Will you lay out, as a numbered list, the lines of the items from the line containing "of the truck" through the end of the items, leaving out any blank lines?

### Extracted records
┄┄┄┄┄┄┄┄┄┄┄┄┄┄┄┄┄┄┄┄

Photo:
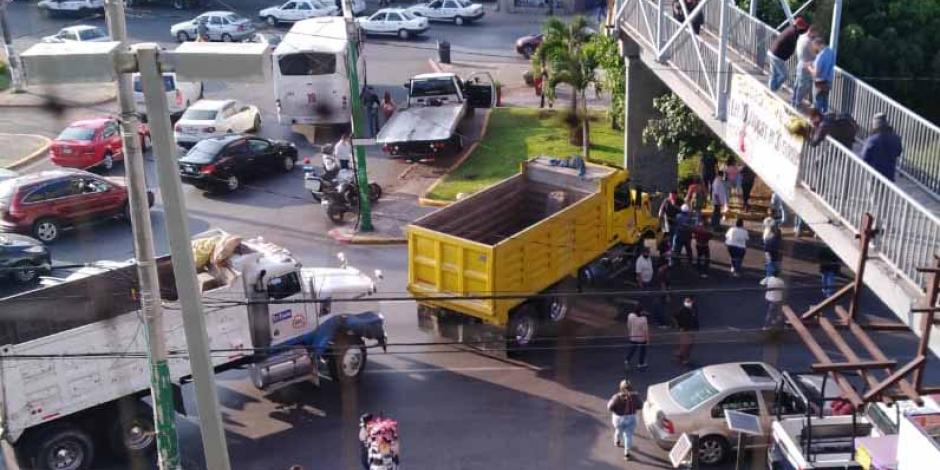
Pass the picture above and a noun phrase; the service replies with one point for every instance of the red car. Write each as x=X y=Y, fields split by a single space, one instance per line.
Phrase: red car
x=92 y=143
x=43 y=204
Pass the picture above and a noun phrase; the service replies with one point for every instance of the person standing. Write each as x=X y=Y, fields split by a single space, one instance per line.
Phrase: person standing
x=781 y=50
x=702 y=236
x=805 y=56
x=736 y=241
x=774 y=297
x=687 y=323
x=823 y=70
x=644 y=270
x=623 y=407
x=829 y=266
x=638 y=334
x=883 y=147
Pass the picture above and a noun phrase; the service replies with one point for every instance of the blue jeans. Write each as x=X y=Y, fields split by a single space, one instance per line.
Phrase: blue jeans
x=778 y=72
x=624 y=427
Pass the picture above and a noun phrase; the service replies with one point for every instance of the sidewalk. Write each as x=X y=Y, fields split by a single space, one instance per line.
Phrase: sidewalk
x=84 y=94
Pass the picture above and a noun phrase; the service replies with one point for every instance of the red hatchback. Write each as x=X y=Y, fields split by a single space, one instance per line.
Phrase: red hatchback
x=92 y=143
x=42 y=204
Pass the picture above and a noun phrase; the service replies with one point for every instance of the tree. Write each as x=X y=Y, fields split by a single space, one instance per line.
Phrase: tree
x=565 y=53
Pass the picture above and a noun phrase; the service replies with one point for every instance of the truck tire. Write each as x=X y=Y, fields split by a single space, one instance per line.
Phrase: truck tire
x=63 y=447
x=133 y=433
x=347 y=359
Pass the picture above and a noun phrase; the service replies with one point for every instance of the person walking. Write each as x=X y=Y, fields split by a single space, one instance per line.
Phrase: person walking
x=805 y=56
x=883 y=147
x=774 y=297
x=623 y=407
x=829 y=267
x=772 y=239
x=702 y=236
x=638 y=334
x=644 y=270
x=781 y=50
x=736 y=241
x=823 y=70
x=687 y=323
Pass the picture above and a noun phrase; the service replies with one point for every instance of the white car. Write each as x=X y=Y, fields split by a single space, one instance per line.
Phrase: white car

┄┄┄┄┄┄┄┄┄┄┄┄┄┄┄┄┄┄┄┄

### Solved problem
1. Pass the picture above and a noun phrase; the service replies with one point for every instance of the truck tire. Write each as x=X y=Y, fields split by a single space, one instance per line.
2. Phrase: truck tire
3. x=63 y=447
4. x=133 y=433
5. x=347 y=359
6. Pass the picture above and a noun phrase; the service replies with one point for every instance of the person walking. Write each as x=X y=Y, fields split by a single space, one instance per line.
7. Phrase: person walking
8. x=805 y=56
9. x=883 y=147
10. x=774 y=297
11. x=623 y=407
12. x=829 y=267
13. x=772 y=239
14. x=702 y=236
15. x=638 y=334
16. x=644 y=270
17. x=781 y=50
18. x=736 y=241
19. x=823 y=70
20. x=687 y=323
21. Pass the picture above and a noun phrase; the service replies with one point for every instance of the white car. Write each as x=X y=Y, fields split by a single space, one instance per line.
22. Phrase: white car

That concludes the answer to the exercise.